> **DIRECTIONS FOR THIS TASK**
Print the records again, matching each line exactly.

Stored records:
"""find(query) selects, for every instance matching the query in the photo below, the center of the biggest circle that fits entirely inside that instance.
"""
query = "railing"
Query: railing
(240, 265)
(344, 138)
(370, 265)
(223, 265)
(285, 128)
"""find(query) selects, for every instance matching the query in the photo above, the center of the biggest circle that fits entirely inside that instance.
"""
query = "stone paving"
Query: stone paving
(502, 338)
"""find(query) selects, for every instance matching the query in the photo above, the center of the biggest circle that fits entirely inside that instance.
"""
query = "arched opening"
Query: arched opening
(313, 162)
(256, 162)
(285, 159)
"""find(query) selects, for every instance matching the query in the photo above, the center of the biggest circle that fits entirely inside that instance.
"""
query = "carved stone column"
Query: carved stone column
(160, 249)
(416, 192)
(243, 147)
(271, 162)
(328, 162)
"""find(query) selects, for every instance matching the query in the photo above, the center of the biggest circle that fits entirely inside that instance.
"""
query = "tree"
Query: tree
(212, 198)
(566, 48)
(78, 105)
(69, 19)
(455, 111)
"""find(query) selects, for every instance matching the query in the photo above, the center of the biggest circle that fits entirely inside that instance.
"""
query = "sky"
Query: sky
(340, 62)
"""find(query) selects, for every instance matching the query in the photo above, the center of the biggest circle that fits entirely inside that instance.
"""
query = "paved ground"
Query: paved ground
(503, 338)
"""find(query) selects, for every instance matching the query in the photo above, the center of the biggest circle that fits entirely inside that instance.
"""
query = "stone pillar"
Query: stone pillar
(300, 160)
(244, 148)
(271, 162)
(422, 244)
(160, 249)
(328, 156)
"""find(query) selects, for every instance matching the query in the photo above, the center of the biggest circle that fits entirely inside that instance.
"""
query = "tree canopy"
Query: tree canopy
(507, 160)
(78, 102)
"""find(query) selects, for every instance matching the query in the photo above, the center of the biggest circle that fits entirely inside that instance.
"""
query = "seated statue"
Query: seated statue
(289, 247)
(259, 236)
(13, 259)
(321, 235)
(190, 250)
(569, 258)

> **SOLVED EXERCISE**
"""find(query) selects, for every instance matching the query in the photo below, the center of the biggest circle that fits entirely inside that instance.
"""
query = "railing"
Query: railing
(240, 265)
(344, 138)
(370, 265)
(223, 265)
(285, 128)
"""find(query) selects, for every instance matching the query in the photo above, the center of the biggest circle that fits entirely inside that instance.
"""
query = "stone paving"
Query: stone paving
(502, 338)
"""find(query) selects, for every instance matching the query in the photo above, the center of the biggest circle that fits entirely inside that instance.
"""
query = "arched opening"
Query: arched opening
(313, 162)
(256, 162)
(285, 159)
"""find(query) selects, for every instance matching the query in the photo above, the center of the biggest circle that fits entirely inside that instance.
"""
query = "carved stone column"
Query: carved stone column
(160, 249)
(416, 192)
(243, 147)
(271, 162)
(328, 162)
"""find(query) selects, for every instance matching the query in the photo above, the center of the biggest circle that fits entirely inside that instance.
"""
query = "tree"
Query: tree
(212, 198)
(566, 48)
(78, 105)
(69, 19)
(455, 111)
"""find(query) selects, for every instance matching the query in the photo above, the center of the biggest circle that fits entirely inside that instance.
"""
query = "sky"
Query: sky
(340, 62)
"""find(query) selects, for every instance matching the query in the photo above, the center of the biggest circle that fits entirely inside that instance.
"""
query = "paved ground"
Query: paved ground
(503, 338)
"""find(query) selects, for every instance matching the query in the photo above, the center of the biggest circle that fits entirely inside that instance.
"""
query = "stone pillar"
Query: stone pillar
(300, 160)
(244, 148)
(271, 162)
(422, 244)
(160, 249)
(328, 156)
"""find(query) selects, for every instance matching the query in the photo above, the center of the biggest circle that fits entirely inside that instance.
"""
query = "tree canopy"
Query: tree canopy
(507, 160)
(78, 102)
"""find(query) selects, for every instance matching the query in the photo above, the center of the biggest circle that fits entirely inside that instance.
"""
query = "seated statue"
Query: seated statue
(289, 247)
(259, 236)
(13, 259)
(321, 235)
(190, 250)
(569, 258)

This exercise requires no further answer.